Text provided →
======
KILPECK : CHURCH OF ST MARY & ST DAVID
(HEREFORDSHIRE)
Church Post Code HR2 9DB
Open to Visitors
Visited March 2026


It was a fine and sunny spring morning in March 2026; an early start to the day for what was to be a trip that I had looked forward to for many years, the destination being Kilpeck in Herefordshire. According to Google Maps it was 152 miles from my house to the west of Peterborough. We were heading there by car but Google suggested that I could have cycled it in 14 hours; which appears to be highly optimistic but will remain untested.
The church of St Mary and St David at Kilpeck was described by Pevsner as being ‘one of the most perfect Norman churches in England’. Kilpeck itself is a small village that can be found some eight miles to the south west of Hereford, around five miles on the English side of the Welsh border. This is a small, peaceful village, with the parish as a whole, including neighbouring hamlets, recording a population of 475 at the time of the 2021 census.
There is a great deal of history here; with it being suggested that there was a Roman courtyard to the north east of the churchyard. The village was mentioned in the Domesday Survey of 1086 with no church or priest mentioned at that time in lands owned by King William.
There was a castle here, which was situated close to the west of the church which was built around 1090. This was of some importance with King John staying here three times between 1211 and 1214. The castle fell in to decline after the Black Death in 1348/49 and was recorded as being in ruins in the 1530’s. There was also a Benedictine monastery here alongside the church from the 12th century which was abandoned in 1422.
This must have been a beautiful sight, with castle, Priory and church all standing together with the village being prosperous. However the Black Death and three years of famine affected the area greatly with the church remaining in its original form with no finances there to increase the church in size.


The church of St Mary and St David stands isolated a little to the north of the village; standing on raised ground. It is thought that the church was built around 1140, but it is suggested that there would have been a Saxon church here before that time; with mention of a religious site of some kind here back as far as 640AD.
======
Set problem A → Can you edit the Kilpeck church text, repeating it starting at "It was a fine" and ending at "the 2021 census.", with "sunny" replaced by "bright"?

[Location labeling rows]
======
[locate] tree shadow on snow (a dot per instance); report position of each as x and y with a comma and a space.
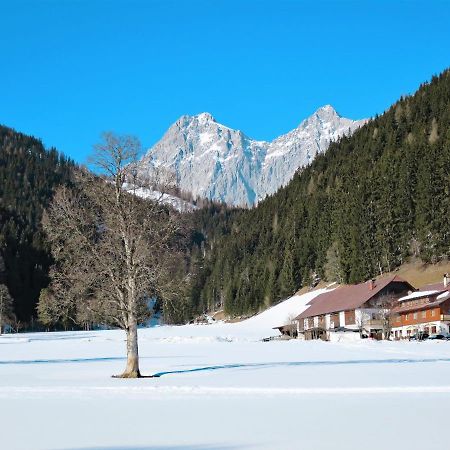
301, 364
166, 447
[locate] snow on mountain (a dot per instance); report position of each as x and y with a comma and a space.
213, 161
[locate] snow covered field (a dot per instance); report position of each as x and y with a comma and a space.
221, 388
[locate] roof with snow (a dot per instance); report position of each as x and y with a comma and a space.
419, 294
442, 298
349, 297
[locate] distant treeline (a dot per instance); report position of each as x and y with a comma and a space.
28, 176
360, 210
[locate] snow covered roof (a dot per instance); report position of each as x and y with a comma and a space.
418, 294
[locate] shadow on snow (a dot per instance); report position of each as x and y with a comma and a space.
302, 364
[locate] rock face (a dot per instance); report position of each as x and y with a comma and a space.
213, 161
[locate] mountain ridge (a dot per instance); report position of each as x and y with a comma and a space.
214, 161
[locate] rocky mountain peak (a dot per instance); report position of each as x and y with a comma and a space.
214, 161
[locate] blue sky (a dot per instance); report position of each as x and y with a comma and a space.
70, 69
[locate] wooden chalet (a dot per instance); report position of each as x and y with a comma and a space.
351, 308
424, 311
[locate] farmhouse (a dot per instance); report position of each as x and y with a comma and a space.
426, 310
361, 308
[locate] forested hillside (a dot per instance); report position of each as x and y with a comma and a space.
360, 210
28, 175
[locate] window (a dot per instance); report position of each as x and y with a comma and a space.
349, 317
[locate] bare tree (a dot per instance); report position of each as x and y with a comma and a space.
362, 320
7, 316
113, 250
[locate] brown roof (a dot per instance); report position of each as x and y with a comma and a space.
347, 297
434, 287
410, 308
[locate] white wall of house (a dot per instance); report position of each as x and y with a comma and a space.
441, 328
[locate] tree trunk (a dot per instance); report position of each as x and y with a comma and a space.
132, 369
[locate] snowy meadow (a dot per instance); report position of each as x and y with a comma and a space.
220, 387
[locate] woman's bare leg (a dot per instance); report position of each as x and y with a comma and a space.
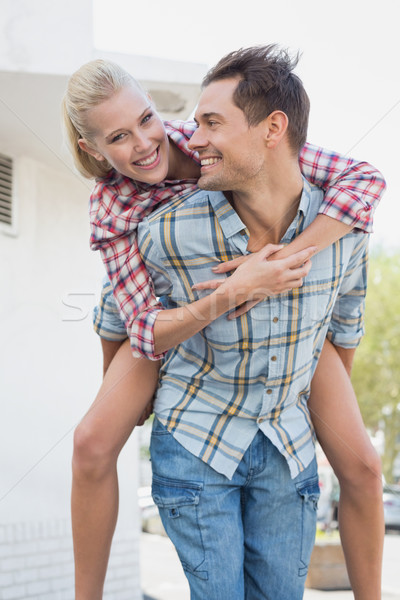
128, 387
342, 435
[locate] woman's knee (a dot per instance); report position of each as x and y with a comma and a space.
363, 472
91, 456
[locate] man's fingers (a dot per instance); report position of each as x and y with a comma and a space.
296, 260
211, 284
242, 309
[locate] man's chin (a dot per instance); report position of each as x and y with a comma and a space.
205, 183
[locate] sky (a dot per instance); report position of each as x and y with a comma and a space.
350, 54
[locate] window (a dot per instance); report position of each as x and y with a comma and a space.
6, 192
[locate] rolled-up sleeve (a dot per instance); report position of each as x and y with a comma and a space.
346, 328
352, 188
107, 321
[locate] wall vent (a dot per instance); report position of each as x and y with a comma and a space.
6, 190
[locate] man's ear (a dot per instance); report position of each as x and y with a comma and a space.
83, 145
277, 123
======
Set problem B → Would you convert the location labeling rows, starting at the line that contains "[locate] man's ear" and ending at the last of those rows, into a Markdown table with the columns No. and Line, leaving out blank lines?

Written response A →
It was a fine and bright spring morning in March 2026; an early start to the day for what was to be a trip that I had looked forward to for many years, the destination being Kilpeck in Herefordshire. According to Google Maps it was 152 miles from my house to the west of Peterborough. We were heading there by car but Google suggested that I could have cycled it in 14 hours; which appears to be highly optimistic but will remain untested.
The church of St Mary and St David at Kilpeck was described by Pevsner as being ‘one of the most perfect Norman churches in England’. Kilpeck itself is a small village that can be found some eight miles to the south west of Hereford, around five miles on the English side of the Welsh border. This is a small, peaceful village, with the parish as a whole, including neighbouring hamlets, recording a population of 475 at the time of the 2021 census.

Written response B →
| No. | Line |
|---|---|
| 1 | [locate] man's ear (a dot per instance); report position of each as x and y with a comma and a space. |
| 2 | 83, 145 |
| 3 | 277, 123 |